● Aufgaben:
• a. Fassen Sie aus dem Textabschnitt über Einzelkinder den Absatz, der mit „Oft heißt es, dass Geschwister“ beginnt, als kurze Stichpunktliste zusammen.
• b. Geben Sie bitte aus dem Textabschnitt über Einzelkinder alles von „Darüber hinaus gibt“ bis hinunter zu „häufiger kinderlos bleiben.“ wortgetreu aus.

● Textabschnitt:
Darüber hinaus gibt es noch viele andere, häufig individuelle Punkte, die für das Leben in einer dreiköpfigen Familie sprechen. So möchten manche Erwachsene vielleicht lieber nicht schon wieder Windeln wechseln und nachts wachgehalten werden, wo Spross 1 doch endlich aus dem Gröbsten raus ist. Oder sie genießen einfach ihre Zeit zu dritt und fühlen sich schon komplett.
Wie die Psychologin Toni Falbo 1986 außerdem herausfand: Geschwisterlose haben eine engere Bindung zu ihren Eltern.
Was spricht gegen ein Einzelkind?
Möchten Sie gern Großeltern werden, kann Ihnen ein einziger Spross einen Strich durch die Rechnung machen. Eine Studie der Uni Wien kam zu dem Ergebnis, dass Geschwisterlose häufiger kinderlos bleiben.
Oft heißt es, dass Geschwister sich miteinander beschäftigen. Mutter und Vater haben dadurch mehr Zeit für sich oder den Haushalt. Natürlich spielen Geschwister nicht automatisch miteinander. Friedlich geht es dabei auch nicht immer zu. Aber ein Einzelkind hat gar nicht die Möglichkeit dazu. Es wird daher eventuell häufiger darum bitten, dass Sie doch Zeit mit ihm verbringen.

● Bereitgestellte Daten:
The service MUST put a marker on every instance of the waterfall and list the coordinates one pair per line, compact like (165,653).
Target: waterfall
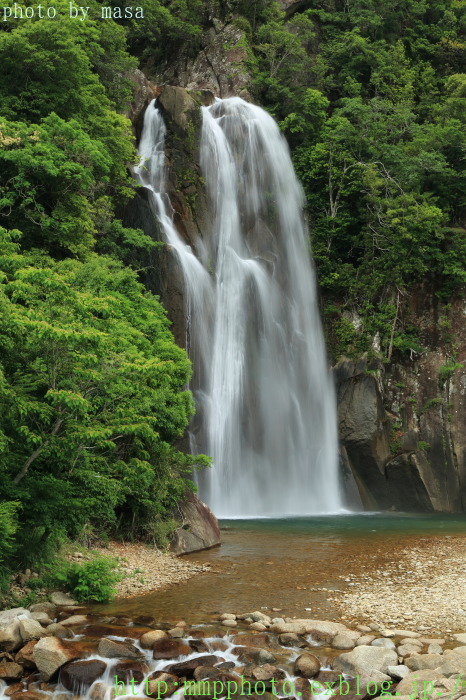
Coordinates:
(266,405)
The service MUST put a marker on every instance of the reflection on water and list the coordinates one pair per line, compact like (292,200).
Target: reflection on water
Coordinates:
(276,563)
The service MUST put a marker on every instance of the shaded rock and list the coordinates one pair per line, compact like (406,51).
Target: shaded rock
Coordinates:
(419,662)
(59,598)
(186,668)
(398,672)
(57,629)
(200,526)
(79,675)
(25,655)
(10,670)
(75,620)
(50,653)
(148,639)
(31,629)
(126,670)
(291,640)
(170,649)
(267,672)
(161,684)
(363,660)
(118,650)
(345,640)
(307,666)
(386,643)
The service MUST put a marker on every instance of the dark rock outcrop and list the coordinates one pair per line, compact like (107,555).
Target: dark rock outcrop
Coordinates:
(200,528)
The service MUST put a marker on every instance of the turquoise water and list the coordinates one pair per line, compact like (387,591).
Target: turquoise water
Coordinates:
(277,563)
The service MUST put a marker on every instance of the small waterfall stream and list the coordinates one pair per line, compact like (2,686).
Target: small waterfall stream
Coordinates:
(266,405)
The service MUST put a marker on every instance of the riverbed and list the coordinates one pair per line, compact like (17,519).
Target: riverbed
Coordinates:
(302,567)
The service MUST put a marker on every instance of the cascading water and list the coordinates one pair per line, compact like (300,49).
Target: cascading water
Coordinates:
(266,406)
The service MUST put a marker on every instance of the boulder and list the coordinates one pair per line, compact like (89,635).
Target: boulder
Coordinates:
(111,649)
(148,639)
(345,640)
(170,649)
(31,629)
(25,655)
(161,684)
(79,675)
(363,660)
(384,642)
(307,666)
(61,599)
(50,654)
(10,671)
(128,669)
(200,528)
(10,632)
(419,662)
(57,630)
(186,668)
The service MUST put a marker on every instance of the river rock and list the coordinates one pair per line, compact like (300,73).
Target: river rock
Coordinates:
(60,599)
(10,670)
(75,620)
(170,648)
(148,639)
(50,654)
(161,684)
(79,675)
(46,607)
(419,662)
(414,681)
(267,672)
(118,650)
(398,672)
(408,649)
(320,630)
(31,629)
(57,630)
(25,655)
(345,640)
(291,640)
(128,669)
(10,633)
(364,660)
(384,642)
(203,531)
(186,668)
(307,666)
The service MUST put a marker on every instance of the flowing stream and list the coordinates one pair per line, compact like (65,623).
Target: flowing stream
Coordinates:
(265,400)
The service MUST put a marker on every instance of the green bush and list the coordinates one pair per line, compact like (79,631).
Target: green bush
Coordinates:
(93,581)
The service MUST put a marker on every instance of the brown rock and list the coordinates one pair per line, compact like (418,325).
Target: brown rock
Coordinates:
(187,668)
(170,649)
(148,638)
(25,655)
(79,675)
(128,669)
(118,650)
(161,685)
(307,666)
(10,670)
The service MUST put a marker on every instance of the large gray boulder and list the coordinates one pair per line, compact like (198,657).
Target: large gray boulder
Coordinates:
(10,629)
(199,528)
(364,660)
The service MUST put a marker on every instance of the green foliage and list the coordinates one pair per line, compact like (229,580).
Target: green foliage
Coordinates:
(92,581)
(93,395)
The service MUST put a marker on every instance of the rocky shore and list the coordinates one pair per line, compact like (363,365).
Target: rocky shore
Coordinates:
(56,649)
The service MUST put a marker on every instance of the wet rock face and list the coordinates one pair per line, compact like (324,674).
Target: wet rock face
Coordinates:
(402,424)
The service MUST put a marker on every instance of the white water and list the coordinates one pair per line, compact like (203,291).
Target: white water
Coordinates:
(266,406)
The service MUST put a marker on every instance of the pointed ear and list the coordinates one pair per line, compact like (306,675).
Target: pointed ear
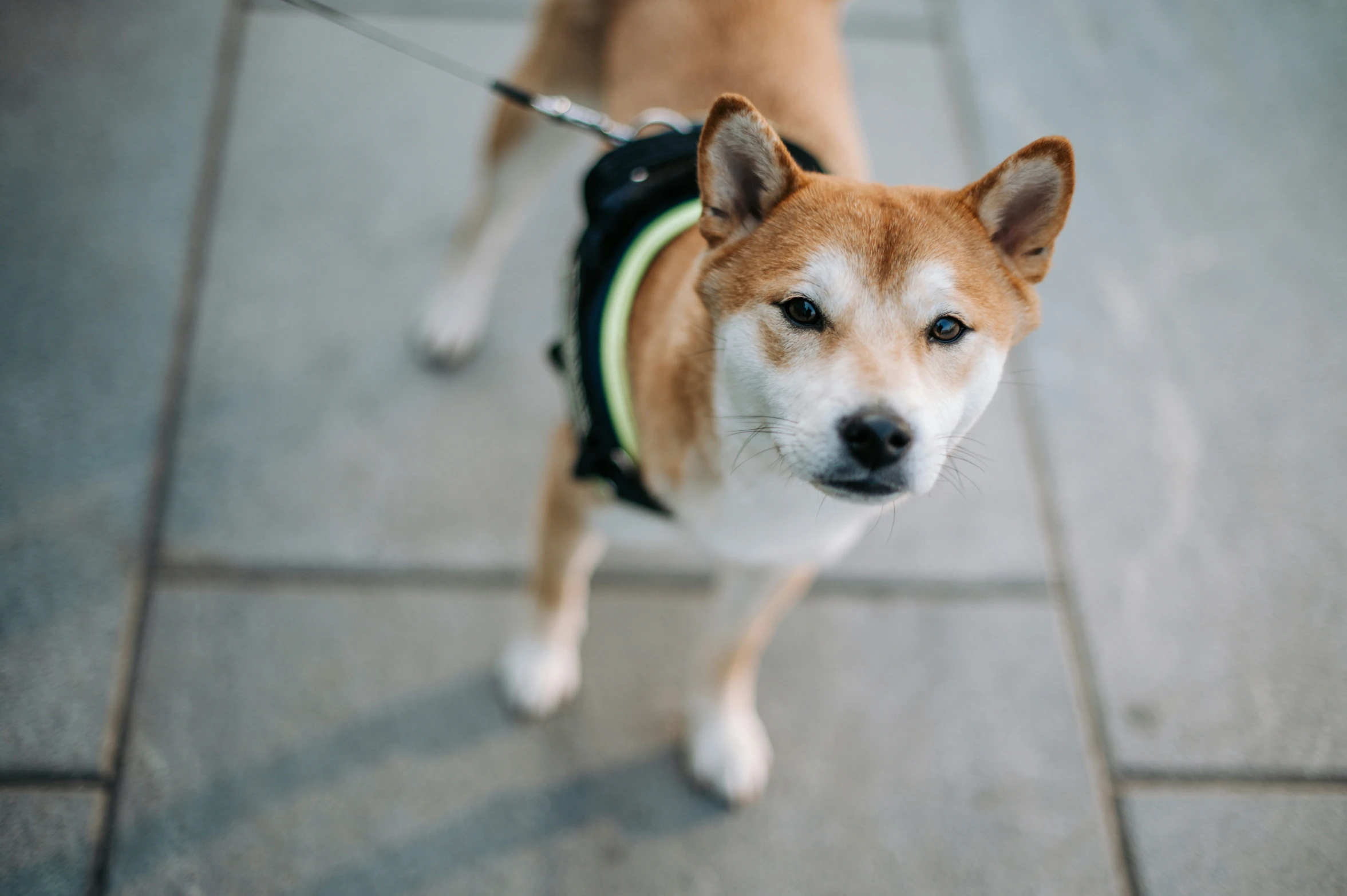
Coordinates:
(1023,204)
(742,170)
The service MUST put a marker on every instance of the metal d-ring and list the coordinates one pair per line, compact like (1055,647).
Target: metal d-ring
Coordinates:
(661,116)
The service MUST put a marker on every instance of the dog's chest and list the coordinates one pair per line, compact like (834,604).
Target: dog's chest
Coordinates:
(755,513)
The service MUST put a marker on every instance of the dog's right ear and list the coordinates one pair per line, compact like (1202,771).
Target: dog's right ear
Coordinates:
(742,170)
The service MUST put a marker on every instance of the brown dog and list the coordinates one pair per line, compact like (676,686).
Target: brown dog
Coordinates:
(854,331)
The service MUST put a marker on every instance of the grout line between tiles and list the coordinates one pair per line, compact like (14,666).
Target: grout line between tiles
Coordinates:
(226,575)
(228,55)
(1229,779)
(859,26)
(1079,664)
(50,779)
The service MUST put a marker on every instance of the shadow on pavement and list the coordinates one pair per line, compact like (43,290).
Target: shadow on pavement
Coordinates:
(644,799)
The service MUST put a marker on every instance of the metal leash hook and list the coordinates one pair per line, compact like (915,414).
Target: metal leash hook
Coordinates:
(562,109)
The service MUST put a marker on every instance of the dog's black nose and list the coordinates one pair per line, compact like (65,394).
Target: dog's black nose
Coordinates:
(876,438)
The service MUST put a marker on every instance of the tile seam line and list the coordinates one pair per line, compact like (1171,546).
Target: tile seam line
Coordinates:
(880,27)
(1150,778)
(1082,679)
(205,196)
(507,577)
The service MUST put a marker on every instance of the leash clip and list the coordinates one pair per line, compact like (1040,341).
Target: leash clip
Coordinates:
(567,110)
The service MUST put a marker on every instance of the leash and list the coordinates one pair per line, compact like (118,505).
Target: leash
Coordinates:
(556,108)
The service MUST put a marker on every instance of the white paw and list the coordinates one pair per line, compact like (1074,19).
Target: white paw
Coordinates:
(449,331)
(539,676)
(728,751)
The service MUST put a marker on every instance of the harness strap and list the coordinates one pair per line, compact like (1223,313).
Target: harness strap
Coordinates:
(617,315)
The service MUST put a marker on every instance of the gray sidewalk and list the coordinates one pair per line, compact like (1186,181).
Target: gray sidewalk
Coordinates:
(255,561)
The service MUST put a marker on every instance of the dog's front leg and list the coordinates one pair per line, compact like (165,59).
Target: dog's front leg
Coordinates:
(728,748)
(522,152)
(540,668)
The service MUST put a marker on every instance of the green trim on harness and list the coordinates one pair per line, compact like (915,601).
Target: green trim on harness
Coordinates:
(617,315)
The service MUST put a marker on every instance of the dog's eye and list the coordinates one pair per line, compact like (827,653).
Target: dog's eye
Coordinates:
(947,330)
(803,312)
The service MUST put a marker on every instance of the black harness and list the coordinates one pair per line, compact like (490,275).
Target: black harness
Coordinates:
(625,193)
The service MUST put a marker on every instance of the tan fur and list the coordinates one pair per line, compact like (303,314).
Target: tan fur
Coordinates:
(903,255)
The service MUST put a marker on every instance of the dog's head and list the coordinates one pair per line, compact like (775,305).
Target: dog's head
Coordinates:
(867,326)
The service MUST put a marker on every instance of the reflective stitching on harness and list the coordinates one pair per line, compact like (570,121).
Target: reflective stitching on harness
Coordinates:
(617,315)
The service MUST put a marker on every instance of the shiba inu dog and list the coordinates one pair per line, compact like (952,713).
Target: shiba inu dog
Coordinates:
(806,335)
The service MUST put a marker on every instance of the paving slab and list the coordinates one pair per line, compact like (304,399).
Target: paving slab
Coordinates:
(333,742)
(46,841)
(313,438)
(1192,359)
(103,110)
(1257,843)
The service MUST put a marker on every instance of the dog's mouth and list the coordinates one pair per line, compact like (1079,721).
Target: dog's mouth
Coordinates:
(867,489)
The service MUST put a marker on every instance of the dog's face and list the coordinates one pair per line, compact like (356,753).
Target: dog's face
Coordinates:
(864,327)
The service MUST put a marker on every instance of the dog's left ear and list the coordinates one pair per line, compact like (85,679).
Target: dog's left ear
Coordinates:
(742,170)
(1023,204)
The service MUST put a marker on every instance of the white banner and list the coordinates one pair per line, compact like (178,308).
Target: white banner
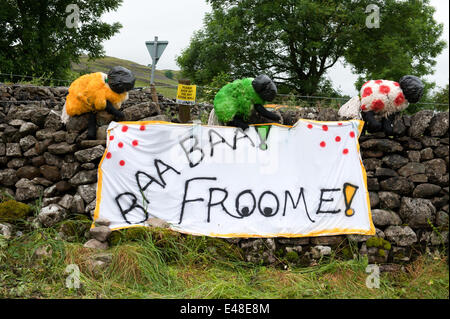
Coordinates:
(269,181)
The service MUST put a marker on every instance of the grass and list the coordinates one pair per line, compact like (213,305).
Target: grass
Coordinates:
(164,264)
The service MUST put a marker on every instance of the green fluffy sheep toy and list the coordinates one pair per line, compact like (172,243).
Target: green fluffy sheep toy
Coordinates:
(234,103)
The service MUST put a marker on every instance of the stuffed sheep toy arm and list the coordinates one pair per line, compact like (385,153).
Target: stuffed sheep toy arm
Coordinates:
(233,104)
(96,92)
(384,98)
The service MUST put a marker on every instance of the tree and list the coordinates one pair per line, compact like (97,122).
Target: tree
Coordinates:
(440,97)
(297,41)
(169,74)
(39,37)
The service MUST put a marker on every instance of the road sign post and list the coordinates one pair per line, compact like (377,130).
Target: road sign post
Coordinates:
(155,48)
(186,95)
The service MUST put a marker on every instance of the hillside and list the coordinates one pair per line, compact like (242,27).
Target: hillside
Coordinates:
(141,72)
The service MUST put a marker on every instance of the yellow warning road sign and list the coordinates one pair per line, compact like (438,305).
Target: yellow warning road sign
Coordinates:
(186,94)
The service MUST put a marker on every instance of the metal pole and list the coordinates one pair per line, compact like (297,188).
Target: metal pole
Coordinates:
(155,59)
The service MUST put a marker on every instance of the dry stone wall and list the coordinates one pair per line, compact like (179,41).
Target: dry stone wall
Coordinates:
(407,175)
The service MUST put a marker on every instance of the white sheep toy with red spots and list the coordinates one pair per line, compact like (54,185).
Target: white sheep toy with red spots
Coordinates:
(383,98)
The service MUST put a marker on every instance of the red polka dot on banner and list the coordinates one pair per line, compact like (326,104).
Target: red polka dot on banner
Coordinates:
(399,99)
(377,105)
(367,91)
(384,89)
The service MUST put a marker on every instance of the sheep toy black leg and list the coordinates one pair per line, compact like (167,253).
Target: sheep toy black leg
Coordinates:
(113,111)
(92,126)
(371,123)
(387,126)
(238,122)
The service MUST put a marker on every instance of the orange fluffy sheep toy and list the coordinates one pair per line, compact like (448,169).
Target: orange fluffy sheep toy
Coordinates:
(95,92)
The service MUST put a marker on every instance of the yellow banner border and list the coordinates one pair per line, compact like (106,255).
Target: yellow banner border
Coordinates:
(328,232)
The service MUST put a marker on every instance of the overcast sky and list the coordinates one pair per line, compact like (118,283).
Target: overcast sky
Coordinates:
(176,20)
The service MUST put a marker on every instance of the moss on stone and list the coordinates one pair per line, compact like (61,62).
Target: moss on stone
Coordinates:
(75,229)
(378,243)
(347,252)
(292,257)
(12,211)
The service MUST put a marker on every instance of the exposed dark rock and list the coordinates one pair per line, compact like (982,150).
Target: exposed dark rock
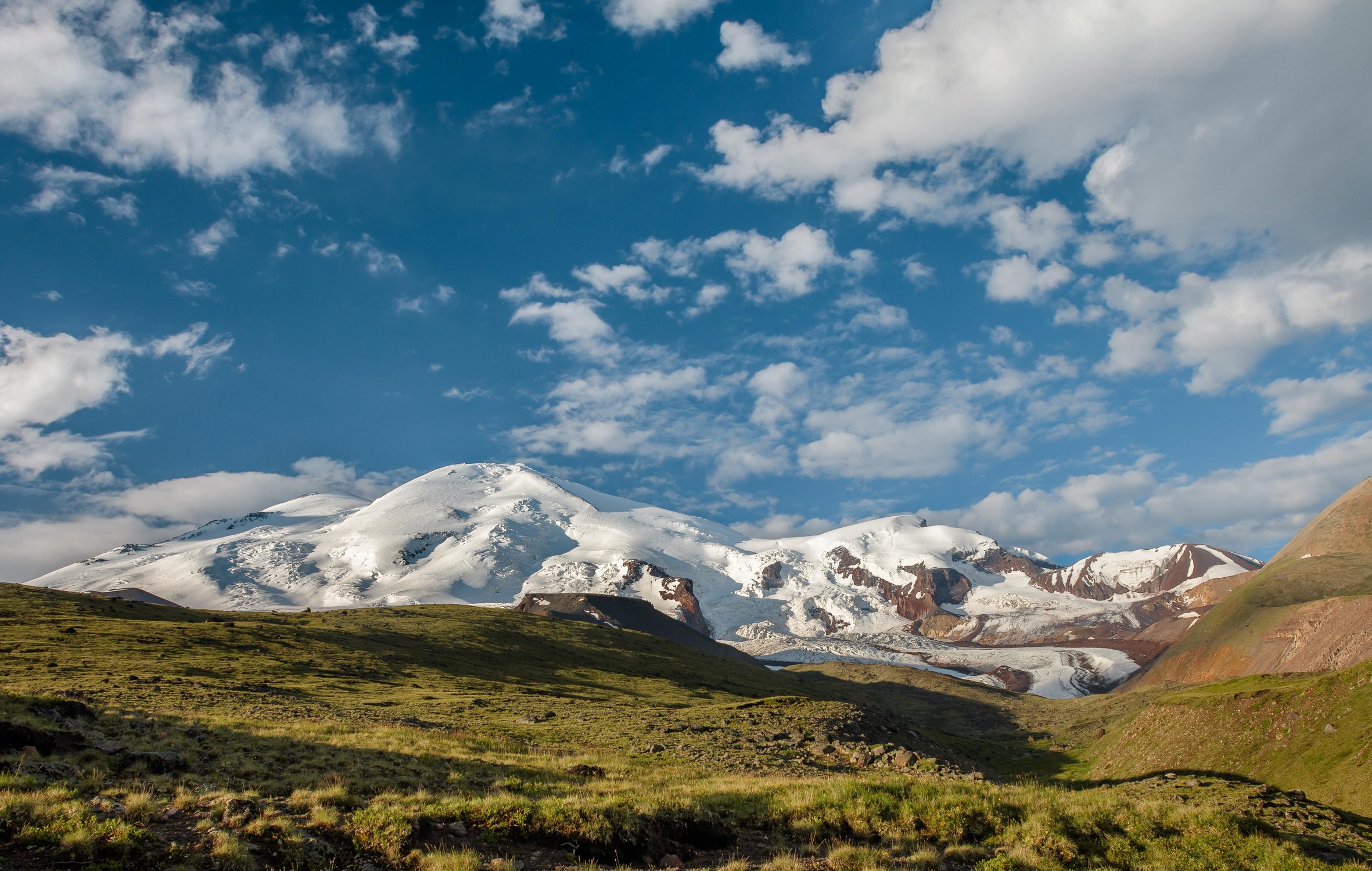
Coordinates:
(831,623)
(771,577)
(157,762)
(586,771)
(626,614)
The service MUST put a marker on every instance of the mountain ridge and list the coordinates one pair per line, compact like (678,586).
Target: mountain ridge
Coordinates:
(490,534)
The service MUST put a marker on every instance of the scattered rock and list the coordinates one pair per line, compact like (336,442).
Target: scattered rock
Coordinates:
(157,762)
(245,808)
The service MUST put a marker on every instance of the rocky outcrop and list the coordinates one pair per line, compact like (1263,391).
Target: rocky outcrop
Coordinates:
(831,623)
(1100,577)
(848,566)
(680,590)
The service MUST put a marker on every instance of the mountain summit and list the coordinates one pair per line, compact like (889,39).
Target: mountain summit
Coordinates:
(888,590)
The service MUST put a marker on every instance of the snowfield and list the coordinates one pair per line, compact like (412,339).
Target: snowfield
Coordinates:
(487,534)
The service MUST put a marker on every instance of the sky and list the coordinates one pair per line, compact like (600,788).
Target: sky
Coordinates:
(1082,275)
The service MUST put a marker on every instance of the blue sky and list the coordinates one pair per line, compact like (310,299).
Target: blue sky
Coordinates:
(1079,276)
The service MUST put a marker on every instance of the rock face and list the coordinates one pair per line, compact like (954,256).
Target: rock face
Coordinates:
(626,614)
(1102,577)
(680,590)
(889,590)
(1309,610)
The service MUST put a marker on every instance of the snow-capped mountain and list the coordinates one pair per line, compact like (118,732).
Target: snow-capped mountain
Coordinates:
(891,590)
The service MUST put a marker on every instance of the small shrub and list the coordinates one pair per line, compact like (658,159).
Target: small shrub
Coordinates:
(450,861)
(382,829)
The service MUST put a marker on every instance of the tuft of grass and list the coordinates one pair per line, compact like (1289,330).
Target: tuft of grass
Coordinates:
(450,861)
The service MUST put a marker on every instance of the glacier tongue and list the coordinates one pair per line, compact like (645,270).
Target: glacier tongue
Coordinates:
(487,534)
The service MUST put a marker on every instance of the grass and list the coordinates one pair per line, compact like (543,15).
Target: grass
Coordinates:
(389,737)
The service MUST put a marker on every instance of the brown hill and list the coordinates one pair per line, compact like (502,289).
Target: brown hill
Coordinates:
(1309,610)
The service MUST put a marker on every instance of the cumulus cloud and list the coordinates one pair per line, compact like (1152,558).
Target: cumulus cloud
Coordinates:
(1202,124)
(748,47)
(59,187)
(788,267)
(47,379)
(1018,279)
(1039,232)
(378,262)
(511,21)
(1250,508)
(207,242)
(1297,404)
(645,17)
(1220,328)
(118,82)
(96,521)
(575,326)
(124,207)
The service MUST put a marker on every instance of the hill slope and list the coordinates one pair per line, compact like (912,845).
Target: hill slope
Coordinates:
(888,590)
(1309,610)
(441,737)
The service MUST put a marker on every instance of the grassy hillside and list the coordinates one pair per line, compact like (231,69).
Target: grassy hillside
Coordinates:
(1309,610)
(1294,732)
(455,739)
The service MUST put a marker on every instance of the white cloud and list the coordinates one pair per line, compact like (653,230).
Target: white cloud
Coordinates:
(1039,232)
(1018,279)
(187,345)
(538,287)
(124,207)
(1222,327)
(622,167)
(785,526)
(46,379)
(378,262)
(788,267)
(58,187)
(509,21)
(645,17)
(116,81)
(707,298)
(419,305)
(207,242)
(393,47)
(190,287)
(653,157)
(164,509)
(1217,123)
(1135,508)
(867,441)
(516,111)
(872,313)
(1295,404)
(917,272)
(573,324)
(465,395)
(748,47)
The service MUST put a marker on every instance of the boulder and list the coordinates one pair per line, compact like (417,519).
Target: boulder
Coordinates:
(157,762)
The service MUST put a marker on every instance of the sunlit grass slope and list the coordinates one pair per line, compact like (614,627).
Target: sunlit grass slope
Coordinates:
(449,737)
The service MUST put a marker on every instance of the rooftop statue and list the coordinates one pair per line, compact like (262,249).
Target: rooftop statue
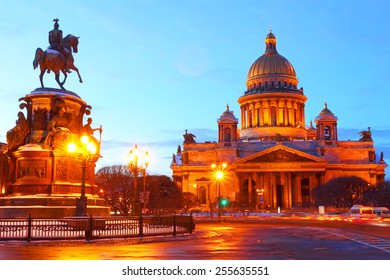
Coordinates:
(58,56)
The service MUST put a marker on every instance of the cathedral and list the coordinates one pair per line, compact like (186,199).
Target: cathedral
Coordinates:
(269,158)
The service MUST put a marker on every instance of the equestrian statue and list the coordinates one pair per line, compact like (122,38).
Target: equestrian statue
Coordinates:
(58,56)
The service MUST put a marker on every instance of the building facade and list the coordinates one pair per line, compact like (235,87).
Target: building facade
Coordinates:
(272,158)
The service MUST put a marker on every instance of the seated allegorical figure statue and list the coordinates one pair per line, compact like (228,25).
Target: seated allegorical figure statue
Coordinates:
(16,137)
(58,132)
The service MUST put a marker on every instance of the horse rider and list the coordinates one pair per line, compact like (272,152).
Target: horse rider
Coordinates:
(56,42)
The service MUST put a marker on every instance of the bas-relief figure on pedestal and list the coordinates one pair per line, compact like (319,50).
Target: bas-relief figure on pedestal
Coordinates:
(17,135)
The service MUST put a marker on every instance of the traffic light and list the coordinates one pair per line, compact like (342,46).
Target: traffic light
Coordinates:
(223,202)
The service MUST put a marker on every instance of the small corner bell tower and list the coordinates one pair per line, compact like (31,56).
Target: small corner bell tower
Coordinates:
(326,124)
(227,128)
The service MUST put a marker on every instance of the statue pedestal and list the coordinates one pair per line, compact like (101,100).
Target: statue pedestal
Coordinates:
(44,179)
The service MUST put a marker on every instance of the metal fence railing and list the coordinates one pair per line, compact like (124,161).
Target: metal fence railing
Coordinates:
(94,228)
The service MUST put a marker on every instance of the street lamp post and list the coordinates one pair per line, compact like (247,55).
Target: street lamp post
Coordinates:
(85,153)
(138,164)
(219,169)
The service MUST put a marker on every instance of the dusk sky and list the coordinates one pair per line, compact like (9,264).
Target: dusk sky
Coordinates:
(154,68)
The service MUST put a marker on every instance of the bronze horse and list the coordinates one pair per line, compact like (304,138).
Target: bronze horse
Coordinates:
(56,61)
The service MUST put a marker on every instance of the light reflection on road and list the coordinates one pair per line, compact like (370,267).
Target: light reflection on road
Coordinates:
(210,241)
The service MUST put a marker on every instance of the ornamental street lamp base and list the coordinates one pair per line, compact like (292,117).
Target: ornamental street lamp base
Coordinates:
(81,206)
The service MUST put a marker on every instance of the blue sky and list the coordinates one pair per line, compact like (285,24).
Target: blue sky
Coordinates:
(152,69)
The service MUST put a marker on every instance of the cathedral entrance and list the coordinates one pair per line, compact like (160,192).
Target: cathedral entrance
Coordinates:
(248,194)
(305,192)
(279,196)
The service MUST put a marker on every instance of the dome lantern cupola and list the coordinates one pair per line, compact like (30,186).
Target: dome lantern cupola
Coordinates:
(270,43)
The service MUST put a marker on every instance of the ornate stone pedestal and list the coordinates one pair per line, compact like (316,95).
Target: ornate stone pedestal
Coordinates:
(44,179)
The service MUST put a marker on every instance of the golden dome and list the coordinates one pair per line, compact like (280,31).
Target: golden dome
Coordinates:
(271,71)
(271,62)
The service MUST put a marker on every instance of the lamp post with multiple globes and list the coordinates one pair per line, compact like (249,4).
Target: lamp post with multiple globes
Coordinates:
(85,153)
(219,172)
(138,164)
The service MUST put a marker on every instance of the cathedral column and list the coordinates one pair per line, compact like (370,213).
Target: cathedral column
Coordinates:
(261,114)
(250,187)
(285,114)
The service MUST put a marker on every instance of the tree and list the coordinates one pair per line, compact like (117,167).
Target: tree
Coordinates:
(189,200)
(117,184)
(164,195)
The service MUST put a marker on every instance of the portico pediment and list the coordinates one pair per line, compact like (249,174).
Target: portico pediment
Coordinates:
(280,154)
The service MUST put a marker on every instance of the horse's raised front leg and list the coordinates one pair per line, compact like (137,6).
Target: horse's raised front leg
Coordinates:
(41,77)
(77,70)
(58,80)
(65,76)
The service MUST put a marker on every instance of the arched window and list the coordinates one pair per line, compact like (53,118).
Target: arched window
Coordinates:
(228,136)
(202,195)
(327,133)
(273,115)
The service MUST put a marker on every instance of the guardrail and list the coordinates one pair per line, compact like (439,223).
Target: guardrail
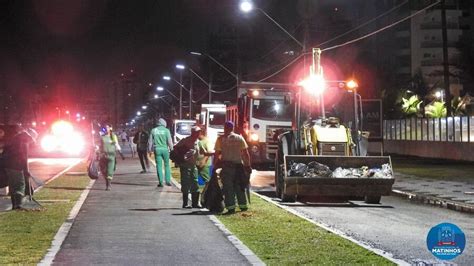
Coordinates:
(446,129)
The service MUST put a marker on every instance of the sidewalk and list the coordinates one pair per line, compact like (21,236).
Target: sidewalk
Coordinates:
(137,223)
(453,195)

● Antworten:
• a.
- Geschwister beschäftigen sich oft miteinander, sodass die Eltern mehr Zeit für sich oder den Haushalt haben.
- Sie spielen jedoch nicht automatisch zusammen, und es geht dabei nicht immer friedlich zu.
- Ein Einzelkind hat diese Möglichkeit gar nicht.
- Es bittet daher eventuell häufiger darum, dass man Zeit mit ihm verbringt.

• b.
Darüber hinaus gibt es noch viele andere, häufig individuelle Punkte, die für das Leben in einer dreiköpfigen Familie sprechen. So möchten manche Erwachsene vielleicht lieber nicht schon wieder Windeln wechseln und nachts wachgehalten werden, wo Spross 1 doch endlich aus dem Gröbsten raus ist. Oder sie genießen einfach ihre Zeit zu dritt und fühlen sich schon komplett.
Wie die Psychologin Toni Falbo 1986 außerdem herausfand: Geschwisterlose haben eine engere Bindung zu ihren Eltern.
Was spricht gegen ein Einzelkind?
Möchten Sie gern Großeltern werden, kann Ihnen ein einziger Spross einen Strich durch die Rechnung machen. Eine Studie der Uni Wien kam zu dem Ergebnis, dass Geschwisterlose häufiger kinderlos bleiben.